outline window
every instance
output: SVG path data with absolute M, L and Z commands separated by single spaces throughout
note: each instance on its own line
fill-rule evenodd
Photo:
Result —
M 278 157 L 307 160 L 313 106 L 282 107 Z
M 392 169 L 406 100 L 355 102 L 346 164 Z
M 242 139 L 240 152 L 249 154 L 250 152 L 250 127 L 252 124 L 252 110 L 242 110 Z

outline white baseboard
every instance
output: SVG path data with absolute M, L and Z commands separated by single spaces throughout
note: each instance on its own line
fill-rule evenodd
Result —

* * *

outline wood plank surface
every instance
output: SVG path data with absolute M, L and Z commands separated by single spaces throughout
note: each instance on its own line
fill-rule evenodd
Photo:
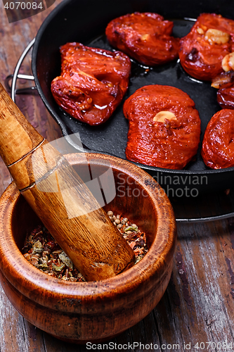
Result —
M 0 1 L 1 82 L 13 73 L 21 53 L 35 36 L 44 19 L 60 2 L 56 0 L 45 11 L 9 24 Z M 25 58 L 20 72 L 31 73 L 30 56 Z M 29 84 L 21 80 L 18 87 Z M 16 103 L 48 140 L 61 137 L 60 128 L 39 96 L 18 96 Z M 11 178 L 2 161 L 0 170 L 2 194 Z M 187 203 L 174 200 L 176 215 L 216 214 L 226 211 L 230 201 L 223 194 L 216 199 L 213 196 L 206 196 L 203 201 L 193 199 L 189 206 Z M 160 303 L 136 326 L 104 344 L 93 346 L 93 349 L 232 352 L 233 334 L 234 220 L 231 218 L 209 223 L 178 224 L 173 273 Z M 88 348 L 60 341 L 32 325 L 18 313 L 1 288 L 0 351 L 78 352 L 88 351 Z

WHAT THE TASK ASKS> Reformat the data between the lines holding "outline window" and "M 392 169 L 406 100 L 355 102 L 346 164 Z", inclusive, as a Markdown table with the columns Row and Line. Number each row and skip any blank lines.

EXERCISE SOLUTION>
| Row | Line |
|---|---|
| 1 | outline window |
| 2 | every instance |
| 3 | output: SVG path data with absolute M, L and Z commands separated by single spaces throughout |
| 4 | note: each instance on its own line |
| 5 | fill-rule evenodd |
| 6 | Photo: |
| 7 | Result — |
| 8 | M 278 157 L 307 160 L 313 106 L 282 107 Z |
| 9 | M 392 169 L 406 100 L 355 102 L 346 164 Z |